Count the lines in the entries below that contain the string "cascading", treating uppercase and lowercase as different. Reply with the number alone.

-.-.-

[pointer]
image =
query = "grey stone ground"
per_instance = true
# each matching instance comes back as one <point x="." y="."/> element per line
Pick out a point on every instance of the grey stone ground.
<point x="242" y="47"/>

-.-.-

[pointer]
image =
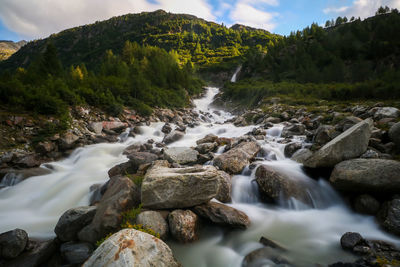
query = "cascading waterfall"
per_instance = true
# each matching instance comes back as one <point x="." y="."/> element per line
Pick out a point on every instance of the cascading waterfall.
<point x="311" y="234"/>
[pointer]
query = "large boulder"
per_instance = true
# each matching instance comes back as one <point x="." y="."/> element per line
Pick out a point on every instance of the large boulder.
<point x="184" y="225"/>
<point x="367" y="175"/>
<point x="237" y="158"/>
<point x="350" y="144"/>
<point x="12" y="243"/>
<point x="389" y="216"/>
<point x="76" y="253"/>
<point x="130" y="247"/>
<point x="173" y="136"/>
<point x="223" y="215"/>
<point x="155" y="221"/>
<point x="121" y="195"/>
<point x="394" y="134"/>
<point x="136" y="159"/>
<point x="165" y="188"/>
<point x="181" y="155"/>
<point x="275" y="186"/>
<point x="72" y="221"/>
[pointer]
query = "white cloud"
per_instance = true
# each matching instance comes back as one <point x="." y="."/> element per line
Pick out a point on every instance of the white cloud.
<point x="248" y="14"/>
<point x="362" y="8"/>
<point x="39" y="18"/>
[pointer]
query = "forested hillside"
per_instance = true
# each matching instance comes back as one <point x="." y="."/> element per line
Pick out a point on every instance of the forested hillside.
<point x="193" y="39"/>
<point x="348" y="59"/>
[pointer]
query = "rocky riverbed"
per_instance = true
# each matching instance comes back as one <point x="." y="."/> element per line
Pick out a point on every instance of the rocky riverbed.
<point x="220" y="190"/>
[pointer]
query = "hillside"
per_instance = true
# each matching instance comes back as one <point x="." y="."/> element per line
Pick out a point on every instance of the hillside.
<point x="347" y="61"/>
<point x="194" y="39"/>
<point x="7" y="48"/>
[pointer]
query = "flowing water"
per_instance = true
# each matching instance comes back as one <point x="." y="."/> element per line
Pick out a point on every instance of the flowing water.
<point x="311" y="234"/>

-.-.-

● Full output:
2